• **EXTRACT**
╭──

Sql Server and SSPI handshake failed error hell
The infamous SSPI Failed error strikes again!
One of our SQL servers was generating these errors for “some” Windows logins but not all.
Error: 17806, Severity: 20, State: 2.
SSPI handshake failed with error code 0x8009030c while establishing a connection with integrated security; the connection has been closed. [CLIENT: 192.168.1.1]
Error: 18452, Severity: 14, State: 1.
Login failed for user ”. The user is not associated with a trusted SQL Server connection. [CLIENT: 192.168.1.1]
After exhausting all of the normal troubleshooting for this error (accounts locked, disabled, Sql Service accts, bad connection strings, SPN’s, etc.) I spent the next few hours learning more about the way SQL handles authentication requests than I had ever wanted to know.
The Scenario –
A couple of separate individual Windows ID’s started generating these errors while attempting connections, all other windows logins were working properly. The connections were initially happening through applications, but also occurred through sqlcmd. When logged in to the server locally with the offending ID’s the connections to SQL would succeed.
The Troubleshooting process –
Check all the regular SSPI issues, I wont bore you with the details as they are easily searchable
- A relatively easy way of checking the “easy” authentication issues If possible/appropriate is to log into the SQL Server locally with the offending ID and fire up sqlcmd and connect to the server via sqlcmd –Sservername,port –E (by specifying the port you force TCP/IP instead of LPC, thereby forcing the network into the equation)

╰──

• **DATA**

╭──

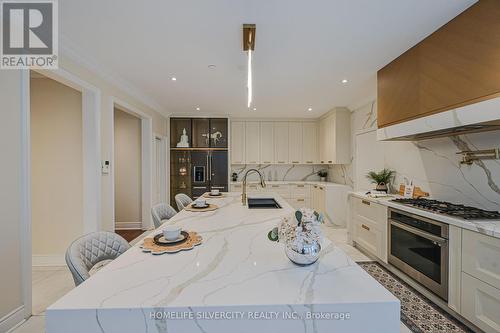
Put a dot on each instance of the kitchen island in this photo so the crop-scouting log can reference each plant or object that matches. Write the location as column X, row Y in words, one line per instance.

╰──

• **REQUIRED TASKS**
a – Please write out the part of the SSPI error article from "Login failed for" up to and including "wanted to know.", keeping every word as it stands.
b – Take the SSPI error article further, starting right after its last sentence.
The listing above is from an unrelated source.

• **WRITTEN ANSWERS**
a –
Login failed for user ”. The user is not associated with a trusted SQL Server connection. [CLIENT: 192.168.1.1]
After exhausting all of the normal troubleshooting for this error (accounts locked, disabled, Sql Service accts, bad connection strings, SPN’s, etc.) I spent the next few hours learning more about the way SQL handles authentication requests than I had ever wanted to know.

b –
Verify whether the login is trying to use NTLM or Kerberos (many ways to do this but simplest is to see if there are any other KERBEROS connections on the machine)
- SELECT DISTINCT auth_scheme FROM sys.dm_exec_connections
- If Kerberos is in use, there are a few additional things to verify related to SPN’s, since only NTLM was in use on this server I skipped that
Determine if the accounts were excluded from connecting to the machine through the network through a group policy or some other AD setting
After all of these checked out OK, I began to try and figure out what the error code 0x8009030c meant, turns out, its fairly obvious what the description is : sec_e_logon_denied. This description was so helpful I thought about making this server into a boat anchor but, luckily for my employer the server room is located many miles away and has armed guards.
Since I knew we could logon locally to the SQL Server with the ID that SQL was rejecting with logon denied something else was trying to make my life miserable.
We didn’t have logon failure security auditing turned on so, I had no way of getting a better error description, As luck would have it though this would prove instrumental in finding the root cause. To get a better error message, I found this handy KB article detailing steps needed to put net logon into debug mode.
Say hello to my new best friend! — nltest.exe
After downloading nltest & using it to enable netlogon debugging on the SQL Server, I got this slightly better message in the netlogon.log file
06/15 14:15:39 [LOGON] SamLogon: Network logon of DOMAIN\USER from Laptop Entered
06/15 14:15:39 [CRITICAL] NlPrintRpcDebug: Couldn’t get EEInfo for I_NetLogonSamLogonEx: 1761 (may be legitimate for 0xc0000064)
06/15 14:15:39 [LOGON] SamLogon: Network logon of DOMAIN\USER from Laptop Returns 0xC0000064
The error code 0XC0000064 maps to “NO_SUCH_USER”
Since I was currently logged in to the server with the ID that was returning no such user, something else was obviously wrong, and luckily at this point I knew it wasn’t SQL.
Running “set log” on the server revealed that a local DC (call it DC1) was servicing the local logon request.
After asking our AD guys about DC1 and its synchronization status, as well as whether the user actually existed there, everything still looked OK.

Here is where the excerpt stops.